__Work item__: Every line of the records that holds the word "white" should be copied.

(Saved entries)
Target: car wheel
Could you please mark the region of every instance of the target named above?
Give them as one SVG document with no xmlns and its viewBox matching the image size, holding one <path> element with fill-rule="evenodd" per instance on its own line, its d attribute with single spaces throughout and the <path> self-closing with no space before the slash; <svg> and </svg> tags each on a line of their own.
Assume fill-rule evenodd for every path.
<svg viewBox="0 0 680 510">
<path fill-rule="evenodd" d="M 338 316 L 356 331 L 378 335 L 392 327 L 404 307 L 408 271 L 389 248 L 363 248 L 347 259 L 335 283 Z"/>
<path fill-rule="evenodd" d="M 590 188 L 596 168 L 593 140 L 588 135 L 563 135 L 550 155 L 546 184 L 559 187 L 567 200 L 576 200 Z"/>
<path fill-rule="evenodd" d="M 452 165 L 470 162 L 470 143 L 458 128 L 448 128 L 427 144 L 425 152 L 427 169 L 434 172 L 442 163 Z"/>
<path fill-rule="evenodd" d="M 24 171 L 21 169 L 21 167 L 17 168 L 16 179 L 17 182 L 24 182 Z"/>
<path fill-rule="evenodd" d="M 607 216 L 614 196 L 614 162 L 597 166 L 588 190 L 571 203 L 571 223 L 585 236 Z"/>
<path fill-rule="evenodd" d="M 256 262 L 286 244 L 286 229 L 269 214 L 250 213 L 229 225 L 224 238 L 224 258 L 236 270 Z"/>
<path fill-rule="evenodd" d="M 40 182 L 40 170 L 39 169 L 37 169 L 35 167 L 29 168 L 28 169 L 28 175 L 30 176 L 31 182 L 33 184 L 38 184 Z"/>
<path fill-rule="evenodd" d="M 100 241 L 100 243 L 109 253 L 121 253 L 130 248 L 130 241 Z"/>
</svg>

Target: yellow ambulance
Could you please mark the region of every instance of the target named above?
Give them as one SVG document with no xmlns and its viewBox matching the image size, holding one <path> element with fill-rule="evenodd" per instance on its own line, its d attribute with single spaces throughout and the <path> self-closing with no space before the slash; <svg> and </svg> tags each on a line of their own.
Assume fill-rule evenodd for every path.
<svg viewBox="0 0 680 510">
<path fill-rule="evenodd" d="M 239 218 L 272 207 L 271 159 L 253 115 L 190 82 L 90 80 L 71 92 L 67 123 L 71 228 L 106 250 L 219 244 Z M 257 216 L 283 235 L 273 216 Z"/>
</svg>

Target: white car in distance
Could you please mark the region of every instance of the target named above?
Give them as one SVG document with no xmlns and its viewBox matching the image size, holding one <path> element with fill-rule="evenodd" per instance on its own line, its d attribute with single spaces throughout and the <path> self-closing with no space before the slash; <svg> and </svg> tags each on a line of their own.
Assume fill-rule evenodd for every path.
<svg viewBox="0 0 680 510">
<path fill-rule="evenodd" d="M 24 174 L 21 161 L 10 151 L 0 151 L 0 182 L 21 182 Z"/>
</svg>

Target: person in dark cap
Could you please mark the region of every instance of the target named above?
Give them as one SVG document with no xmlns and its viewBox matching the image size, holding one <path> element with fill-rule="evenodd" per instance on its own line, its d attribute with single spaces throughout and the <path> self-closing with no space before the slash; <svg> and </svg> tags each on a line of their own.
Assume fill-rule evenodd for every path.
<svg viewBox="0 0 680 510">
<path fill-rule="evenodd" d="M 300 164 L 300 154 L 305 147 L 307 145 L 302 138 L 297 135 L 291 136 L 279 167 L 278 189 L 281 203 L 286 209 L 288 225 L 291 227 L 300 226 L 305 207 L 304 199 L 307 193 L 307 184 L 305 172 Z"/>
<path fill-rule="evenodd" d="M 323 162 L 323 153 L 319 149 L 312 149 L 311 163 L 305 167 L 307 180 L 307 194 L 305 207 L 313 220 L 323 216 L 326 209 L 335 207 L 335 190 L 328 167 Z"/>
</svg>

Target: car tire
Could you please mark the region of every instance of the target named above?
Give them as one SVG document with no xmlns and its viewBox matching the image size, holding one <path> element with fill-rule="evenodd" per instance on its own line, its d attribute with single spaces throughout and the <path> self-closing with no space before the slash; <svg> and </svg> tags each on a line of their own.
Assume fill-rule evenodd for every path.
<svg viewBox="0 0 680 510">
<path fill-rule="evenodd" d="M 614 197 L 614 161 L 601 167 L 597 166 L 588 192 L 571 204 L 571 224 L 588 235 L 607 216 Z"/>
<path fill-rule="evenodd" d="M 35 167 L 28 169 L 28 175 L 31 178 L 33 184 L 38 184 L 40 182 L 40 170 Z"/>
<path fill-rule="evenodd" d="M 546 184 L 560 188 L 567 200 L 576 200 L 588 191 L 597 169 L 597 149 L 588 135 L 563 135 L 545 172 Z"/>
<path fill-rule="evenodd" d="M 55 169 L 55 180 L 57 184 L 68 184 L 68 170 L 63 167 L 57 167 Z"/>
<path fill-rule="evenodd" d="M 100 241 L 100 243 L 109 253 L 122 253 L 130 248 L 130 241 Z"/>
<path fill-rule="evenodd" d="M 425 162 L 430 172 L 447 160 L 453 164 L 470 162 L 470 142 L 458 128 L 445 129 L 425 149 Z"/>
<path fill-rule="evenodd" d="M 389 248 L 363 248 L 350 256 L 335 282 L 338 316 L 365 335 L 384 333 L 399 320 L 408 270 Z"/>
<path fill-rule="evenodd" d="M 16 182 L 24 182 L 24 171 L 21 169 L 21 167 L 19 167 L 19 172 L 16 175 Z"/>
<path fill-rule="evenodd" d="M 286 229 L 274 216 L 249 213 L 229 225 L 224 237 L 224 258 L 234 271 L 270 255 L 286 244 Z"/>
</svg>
---
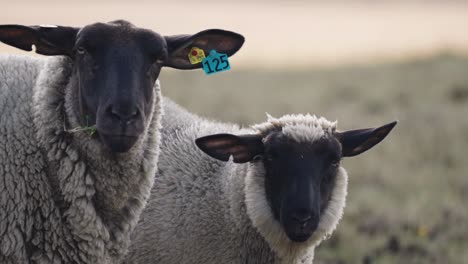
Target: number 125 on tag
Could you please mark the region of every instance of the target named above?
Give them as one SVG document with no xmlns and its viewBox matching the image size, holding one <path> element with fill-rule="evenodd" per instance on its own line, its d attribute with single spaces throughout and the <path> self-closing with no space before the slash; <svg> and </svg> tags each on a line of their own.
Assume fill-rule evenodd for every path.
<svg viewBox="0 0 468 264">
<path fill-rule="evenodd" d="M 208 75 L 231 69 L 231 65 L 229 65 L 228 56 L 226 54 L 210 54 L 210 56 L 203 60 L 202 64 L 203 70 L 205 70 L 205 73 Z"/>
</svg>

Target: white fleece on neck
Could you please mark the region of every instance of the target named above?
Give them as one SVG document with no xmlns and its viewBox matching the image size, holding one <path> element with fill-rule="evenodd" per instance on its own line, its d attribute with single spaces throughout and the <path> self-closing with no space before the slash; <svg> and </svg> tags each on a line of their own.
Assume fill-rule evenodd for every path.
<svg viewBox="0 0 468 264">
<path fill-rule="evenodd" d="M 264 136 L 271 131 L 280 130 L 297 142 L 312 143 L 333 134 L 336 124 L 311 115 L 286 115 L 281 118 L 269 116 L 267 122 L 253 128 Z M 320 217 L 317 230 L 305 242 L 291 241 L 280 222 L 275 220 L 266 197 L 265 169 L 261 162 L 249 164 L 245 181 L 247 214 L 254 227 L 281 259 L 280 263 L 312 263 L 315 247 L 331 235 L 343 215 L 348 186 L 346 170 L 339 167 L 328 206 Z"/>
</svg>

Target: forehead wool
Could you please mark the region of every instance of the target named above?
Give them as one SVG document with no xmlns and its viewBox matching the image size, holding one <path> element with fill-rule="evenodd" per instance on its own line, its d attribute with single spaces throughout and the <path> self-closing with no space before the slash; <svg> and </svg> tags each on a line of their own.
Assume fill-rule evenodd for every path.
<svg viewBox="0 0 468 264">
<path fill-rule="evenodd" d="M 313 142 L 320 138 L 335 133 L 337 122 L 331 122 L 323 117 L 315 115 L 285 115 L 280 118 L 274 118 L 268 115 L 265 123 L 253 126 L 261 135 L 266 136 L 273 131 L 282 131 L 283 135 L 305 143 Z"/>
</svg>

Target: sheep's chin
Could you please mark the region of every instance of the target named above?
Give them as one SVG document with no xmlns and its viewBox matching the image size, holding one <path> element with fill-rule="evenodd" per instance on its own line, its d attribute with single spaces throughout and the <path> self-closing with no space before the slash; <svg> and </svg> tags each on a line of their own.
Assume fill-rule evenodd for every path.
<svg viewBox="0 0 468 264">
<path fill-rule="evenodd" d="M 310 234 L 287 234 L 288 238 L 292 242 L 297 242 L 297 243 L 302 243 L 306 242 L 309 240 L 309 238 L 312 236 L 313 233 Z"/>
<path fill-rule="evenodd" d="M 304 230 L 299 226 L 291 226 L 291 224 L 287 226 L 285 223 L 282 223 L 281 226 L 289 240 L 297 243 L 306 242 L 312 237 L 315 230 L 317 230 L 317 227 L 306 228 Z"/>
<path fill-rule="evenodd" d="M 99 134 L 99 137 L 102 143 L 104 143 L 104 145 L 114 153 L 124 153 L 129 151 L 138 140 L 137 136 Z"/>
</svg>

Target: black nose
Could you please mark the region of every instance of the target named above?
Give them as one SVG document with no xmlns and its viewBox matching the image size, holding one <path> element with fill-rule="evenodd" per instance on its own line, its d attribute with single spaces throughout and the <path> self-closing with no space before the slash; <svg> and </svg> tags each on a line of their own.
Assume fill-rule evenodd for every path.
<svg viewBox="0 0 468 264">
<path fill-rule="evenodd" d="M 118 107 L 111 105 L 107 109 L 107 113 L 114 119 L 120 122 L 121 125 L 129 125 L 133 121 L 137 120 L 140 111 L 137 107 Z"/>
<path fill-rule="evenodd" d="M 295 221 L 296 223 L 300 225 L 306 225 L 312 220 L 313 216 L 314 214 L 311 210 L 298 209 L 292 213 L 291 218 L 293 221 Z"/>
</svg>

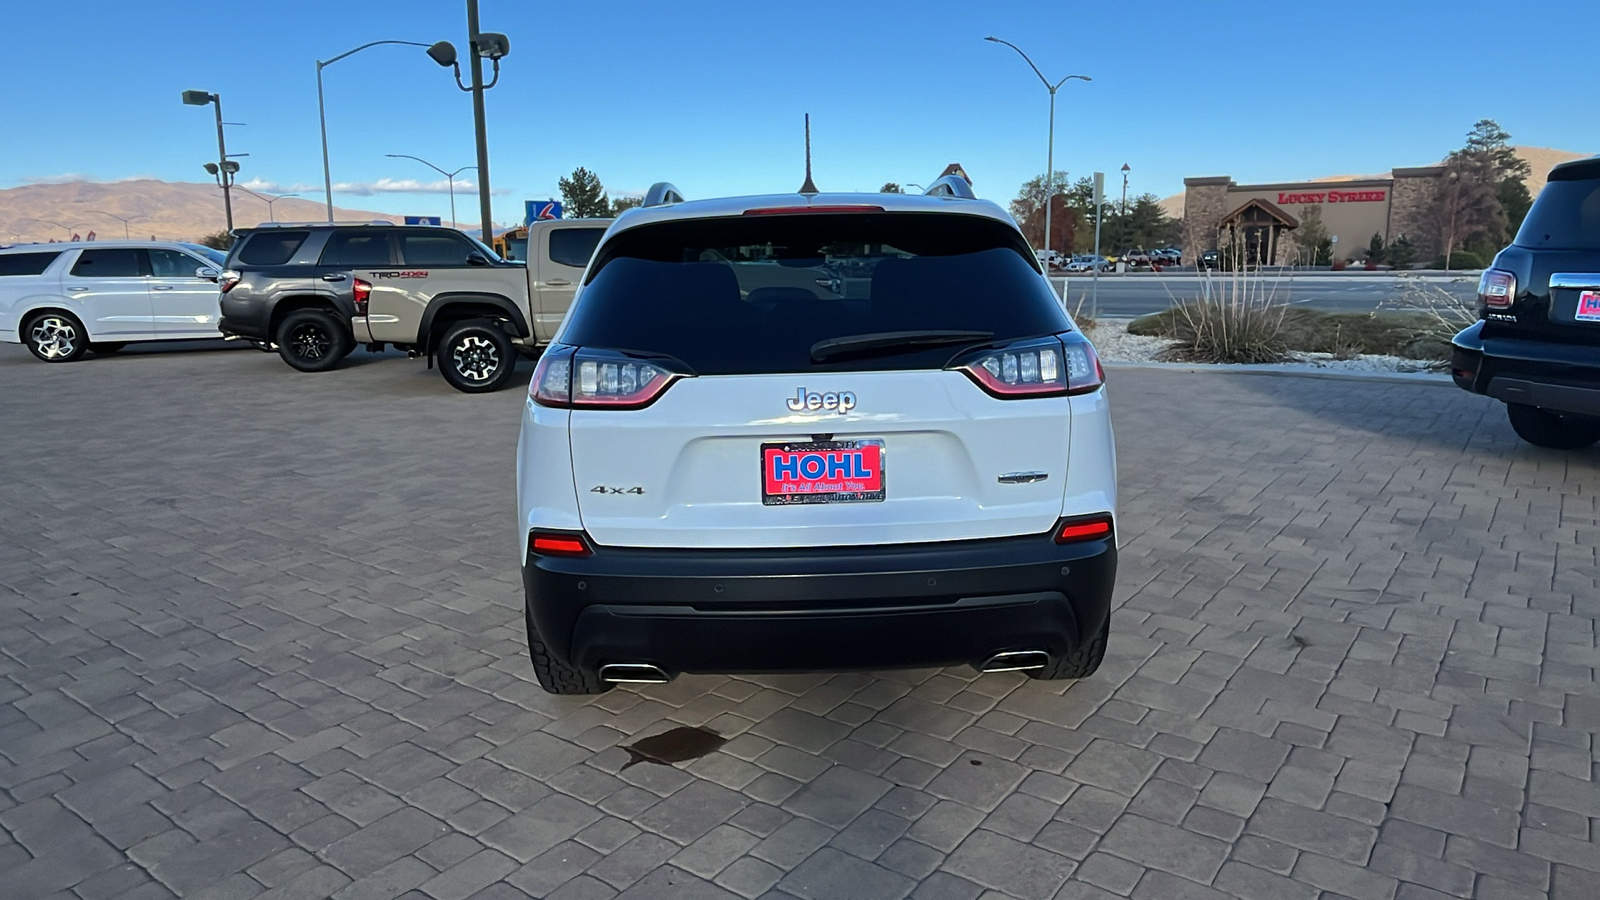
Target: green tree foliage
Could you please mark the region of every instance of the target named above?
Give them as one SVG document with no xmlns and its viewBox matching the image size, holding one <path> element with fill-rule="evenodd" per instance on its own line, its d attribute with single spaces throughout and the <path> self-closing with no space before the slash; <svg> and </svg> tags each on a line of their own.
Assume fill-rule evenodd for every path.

__Answer to this exercise__:
Target: white car in distance
Target: white fleece on neck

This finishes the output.